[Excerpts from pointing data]
* Start *

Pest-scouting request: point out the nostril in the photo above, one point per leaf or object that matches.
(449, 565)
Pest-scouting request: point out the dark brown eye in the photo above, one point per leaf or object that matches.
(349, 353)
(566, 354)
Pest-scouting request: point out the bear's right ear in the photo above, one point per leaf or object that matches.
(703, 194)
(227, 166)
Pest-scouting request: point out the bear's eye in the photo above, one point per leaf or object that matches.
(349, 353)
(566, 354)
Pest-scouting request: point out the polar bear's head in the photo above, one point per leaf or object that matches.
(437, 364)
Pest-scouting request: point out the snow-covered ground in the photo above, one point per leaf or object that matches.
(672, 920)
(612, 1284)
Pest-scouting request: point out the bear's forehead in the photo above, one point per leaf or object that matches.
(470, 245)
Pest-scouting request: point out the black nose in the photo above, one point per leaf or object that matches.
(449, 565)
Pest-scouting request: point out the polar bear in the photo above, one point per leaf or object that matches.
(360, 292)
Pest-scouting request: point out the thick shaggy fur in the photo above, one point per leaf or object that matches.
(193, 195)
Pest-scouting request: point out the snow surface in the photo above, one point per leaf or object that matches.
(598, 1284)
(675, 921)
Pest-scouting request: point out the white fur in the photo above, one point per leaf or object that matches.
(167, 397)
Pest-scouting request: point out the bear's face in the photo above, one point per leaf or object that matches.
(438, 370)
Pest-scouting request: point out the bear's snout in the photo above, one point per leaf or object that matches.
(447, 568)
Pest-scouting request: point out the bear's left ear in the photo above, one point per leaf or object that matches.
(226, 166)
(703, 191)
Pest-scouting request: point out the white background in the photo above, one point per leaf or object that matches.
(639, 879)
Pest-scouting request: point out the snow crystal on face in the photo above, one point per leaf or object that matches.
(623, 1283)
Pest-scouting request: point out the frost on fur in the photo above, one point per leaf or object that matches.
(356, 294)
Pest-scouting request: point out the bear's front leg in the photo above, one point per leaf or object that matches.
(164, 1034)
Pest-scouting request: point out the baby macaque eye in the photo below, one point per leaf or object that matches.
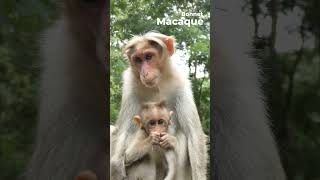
(138, 60)
(148, 56)
(152, 122)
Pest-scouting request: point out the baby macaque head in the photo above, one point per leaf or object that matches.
(148, 56)
(154, 117)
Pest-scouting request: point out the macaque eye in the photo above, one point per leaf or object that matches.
(138, 60)
(152, 122)
(161, 121)
(148, 56)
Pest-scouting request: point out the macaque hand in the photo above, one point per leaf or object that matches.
(167, 141)
(155, 138)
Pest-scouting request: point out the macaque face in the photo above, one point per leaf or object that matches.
(154, 118)
(156, 125)
(146, 61)
(148, 56)
(87, 18)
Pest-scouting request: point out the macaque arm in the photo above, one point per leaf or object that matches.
(188, 118)
(137, 150)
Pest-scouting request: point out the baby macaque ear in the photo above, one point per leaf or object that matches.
(170, 44)
(137, 120)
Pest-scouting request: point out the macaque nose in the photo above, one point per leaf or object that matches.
(145, 74)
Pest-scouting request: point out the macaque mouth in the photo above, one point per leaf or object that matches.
(150, 83)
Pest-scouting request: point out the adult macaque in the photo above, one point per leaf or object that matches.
(152, 75)
(153, 148)
(73, 98)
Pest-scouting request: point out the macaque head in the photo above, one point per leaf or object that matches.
(154, 117)
(87, 19)
(148, 56)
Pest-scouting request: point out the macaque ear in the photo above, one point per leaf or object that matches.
(170, 44)
(137, 120)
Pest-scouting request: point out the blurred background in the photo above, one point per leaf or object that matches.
(285, 42)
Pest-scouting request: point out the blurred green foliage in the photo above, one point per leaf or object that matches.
(21, 23)
(293, 97)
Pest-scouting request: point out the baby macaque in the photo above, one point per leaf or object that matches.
(152, 150)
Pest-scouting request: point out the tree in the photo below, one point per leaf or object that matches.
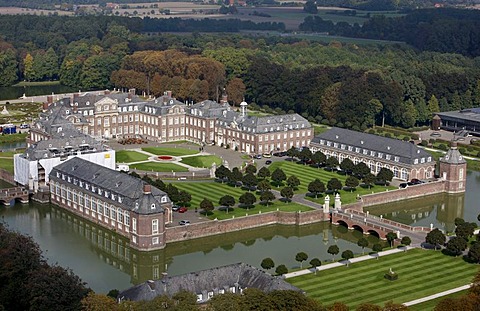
(249, 180)
(316, 187)
(333, 250)
(236, 176)
(278, 176)
(236, 90)
(293, 182)
(384, 175)
(435, 238)
(264, 185)
(347, 255)
(456, 245)
(301, 257)
(287, 193)
(281, 269)
(263, 173)
(334, 185)
(347, 166)
(406, 241)
(228, 201)
(362, 242)
(368, 180)
(207, 206)
(267, 263)
(391, 236)
(310, 7)
(315, 262)
(331, 163)
(222, 173)
(251, 169)
(377, 248)
(351, 182)
(267, 196)
(247, 199)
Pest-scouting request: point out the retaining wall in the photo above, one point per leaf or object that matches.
(198, 230)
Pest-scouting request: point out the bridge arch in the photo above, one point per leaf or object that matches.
(374, 233)
(357, 228)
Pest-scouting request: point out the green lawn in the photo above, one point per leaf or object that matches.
(159, 167)
(214, 191)
(421, 273)
(430, 305)
(176, 152)
(307, 174)
(126, 156)
(202, 161)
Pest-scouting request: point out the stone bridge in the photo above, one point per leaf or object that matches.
(380, 227)
(8, 196)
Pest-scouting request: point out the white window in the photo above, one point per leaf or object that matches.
(155, 226)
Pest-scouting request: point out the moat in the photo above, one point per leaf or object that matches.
(104, 260)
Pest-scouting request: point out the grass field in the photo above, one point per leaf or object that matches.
(126, 156)
(202, 161)
(214, 191)
(430, 305)
(159, 167)
(176, 152)
(420, 273)
(307, 174)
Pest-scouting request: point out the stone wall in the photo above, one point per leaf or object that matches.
(198, 230)
(402, 194)
(7, 176)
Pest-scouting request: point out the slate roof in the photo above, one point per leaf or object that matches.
(453, 156)
(406, 151)
(128, 187)
(201, 282)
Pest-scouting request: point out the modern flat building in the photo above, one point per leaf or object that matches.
(207, 283)
(404, 159)
(113, 200)
(463, 120)
(165, 119)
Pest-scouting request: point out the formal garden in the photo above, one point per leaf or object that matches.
(420, 273)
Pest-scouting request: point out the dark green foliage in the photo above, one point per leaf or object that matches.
(267, 263)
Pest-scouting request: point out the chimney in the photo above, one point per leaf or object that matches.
(147, 189)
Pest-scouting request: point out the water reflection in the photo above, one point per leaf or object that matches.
(104, 259)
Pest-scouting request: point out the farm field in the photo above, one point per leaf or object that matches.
(126, 156)
(175, 152)
(202, 161)
(307, 174)
(420, 273)
(159, 167)
(214, 191)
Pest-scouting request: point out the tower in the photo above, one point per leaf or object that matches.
(453, 169)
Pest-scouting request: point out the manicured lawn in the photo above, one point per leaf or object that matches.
(307, 174)
(202, 161)
(176, 152)
(159, 167)
(430, 305)
(421, 273)
(214, 191)
(126, 156)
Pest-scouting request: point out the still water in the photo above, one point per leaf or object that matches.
(105, 261)
(14, 92)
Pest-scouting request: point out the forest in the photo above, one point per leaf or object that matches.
(348, 85)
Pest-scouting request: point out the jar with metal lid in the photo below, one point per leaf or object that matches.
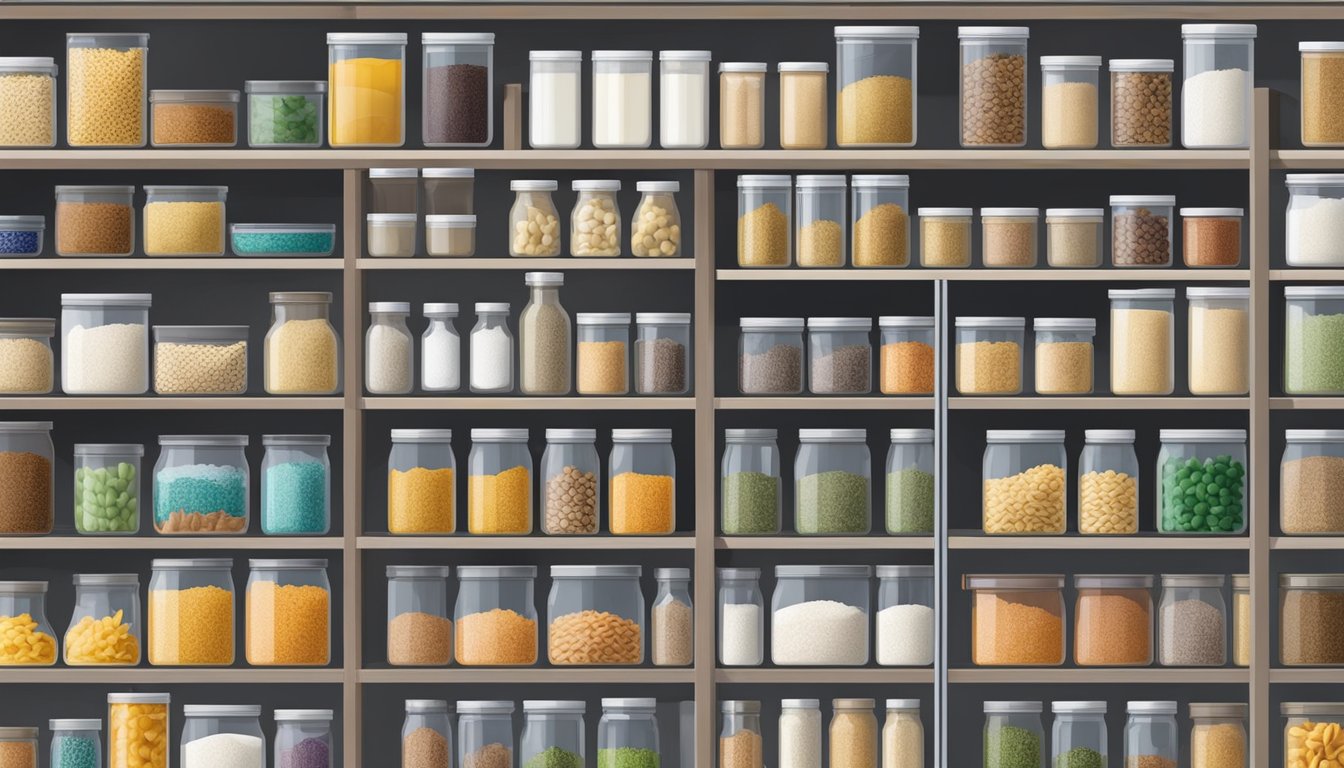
(420, 626)
(105, 623)
(905, 615)
(191, 612)
(833, 475)
(596, 615)
(234, 729)
(1016, 619)
(495, 615)
(1192, 623)
(289, 612)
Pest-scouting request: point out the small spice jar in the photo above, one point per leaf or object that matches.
(945, 237)
(420, 626)
(495, 615)
(833, 475)
(1113, 622)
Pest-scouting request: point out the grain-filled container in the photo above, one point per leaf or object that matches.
(1113, 620)
(993, 86)
(1203, 482)
(596, 615)
(1065, 354)
(1069, 102)
(622, 100)
(1016, 619)
(105, 343)
(458, 89)
(876, 102)
(989, 354)
(367, 80)
(1143, 340)
(1218, 78)
(105, 89)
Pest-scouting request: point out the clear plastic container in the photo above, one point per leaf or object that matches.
(105, 89)
(1143, 340)
(1016, 619)
(191, 612)
(285, 113)
(555, 97)
(495, 615)
(458, 89)
(876, 81)
(303, 347)
(596, 615)
(367, 80)
(993, 88)
(622, 100)
(105, 627)
(741, 618)
(1215, 96)
(420, 623)
(1203, 475)
(833, 475)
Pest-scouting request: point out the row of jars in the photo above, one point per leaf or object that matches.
(422, 483)
(596, 615)
(190, 619)
(820, 616)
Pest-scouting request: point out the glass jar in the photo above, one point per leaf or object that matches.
(571, 472)
(1203, 482)
(596, 219)
(596, 615)
(741, 618)
(420, 626)
(105, 89)
(739, 741)
(191, 612)
(303, 347)
(833, 475)
(1215, 96)
(751, 487)
(820, 600)
(105, 623)
(905, 616)
(1141, 104)
(495, 616)
(208, 731)
(684, 100)
(804, 114)
(1069, 102)
(770, 355)
(1113, 620)
(367, 75)
(1192, 624)
(1065, 355)
(105, 343)
(993, 88)
(553, 733)
(672, 619)
(441, 350)
(555, 94)
(876, 80)
(989, 354)
(622, 100)
(1143, 340)
(604, 353)
(819, 227)
(139, 729)
(492, 350)
(656, 226)
(30, 640)
(1016, 619)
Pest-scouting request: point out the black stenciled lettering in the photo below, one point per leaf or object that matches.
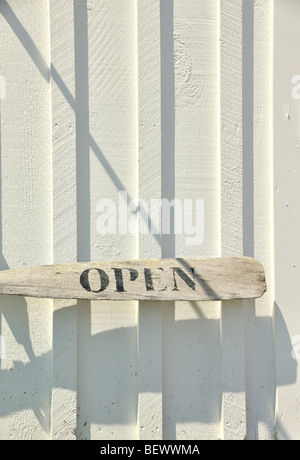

* End *

▸ **TASK INSTRUCTIONS**
Turn the lines of the listing, from the line containing "Pest-scouting request: point out the grain-filled" through the end of the listing, into a numbered list, skipping blank lines. Leave the pictures out of your answer.

▸ **PROBLEM SOLUTION**
1. Pest-scouting request: point out the grain-filled container in the photo above, one point per leaf or object that matches.
2. (1113, 620)
3. (993, 86)
4. (1203, 482)
5. (596, 615)
6. (1065, 354)
7. (1069, 102)
8. (622, 100)
9. (1016, 619)
10. (105, 343)
11. (458, 89)
12. (876, 102)
13. (989, 354)
14. (367, 80)
15. (1143, 340)
16. (1218, 78)
17. (105, 89)
18. Pest-scouting request: point out the clear plastic container in the photo above, one point per leaf or object that matches.
19. (105, 89)
20. (1143, 340)
21. (1016, 619)
22. (191, 612)
23. (285, 113)
24. (555, 97)
25. (495, 615)
26. (458, 89)
27. (876, 81)
28. (303, 347)
29. (596, 615)
30. (367, 80)
31. (993, 88)
32. (622, 100)
33. (105, 627)
34. (741, 618)
35. (1215, 96)
36. (420, 623)
37. (1203, 475)
38. (833, 475)
39. Pest-scouting request: point out the row of jars in the photo above, one point per leaf or object that matches.
40. (422, 483)
41. (596, 615)
42. (190, 619)
43. (820, 616)
44. Pest-scouting request: point out the glass jar in the photo above, one point per leaf or object that matches.
45. (571, 472)
46. (1203, 482)
47. (596, 219)
48. (596, 615)
49. (741, 618)
50. (420, 626)
51. (105, 89)
52. (739, 741)
53. (191, 612)
54. (303, 347)
55. (833, 475)
56. (1215, 96)
57. (751, 487)
58. (820, 600)
59. (105, 623)
60. (905, 616)
61. (1141, 104)
62. (495, 616)
63. (208, 731)
64. (684, 100)
65. (804, 114)
66. (1069, 102)
67. (770, 355)
68. (1113, 620)
69. (367, 75)
70. (1192, 624)
71. (1065, 355)
72. (105, 343)
73. (993, 88)
74. (553, 733)
75. (672, 619)
76. (441, 350)
77. (555, 94)
78. (876, 80)
79. (989, 354)
80. (622, 100)
81. (1143, 340)
82. (604, 353)
83. (819, 227)
84. (139, 729)
85. (492, 350)
86. (656, 226)
87. (30, 640)
88. (1016, 619)
89. Pest-scouting request: point out the black stenciled lettering in the photo below, one point per leaf or object that matches.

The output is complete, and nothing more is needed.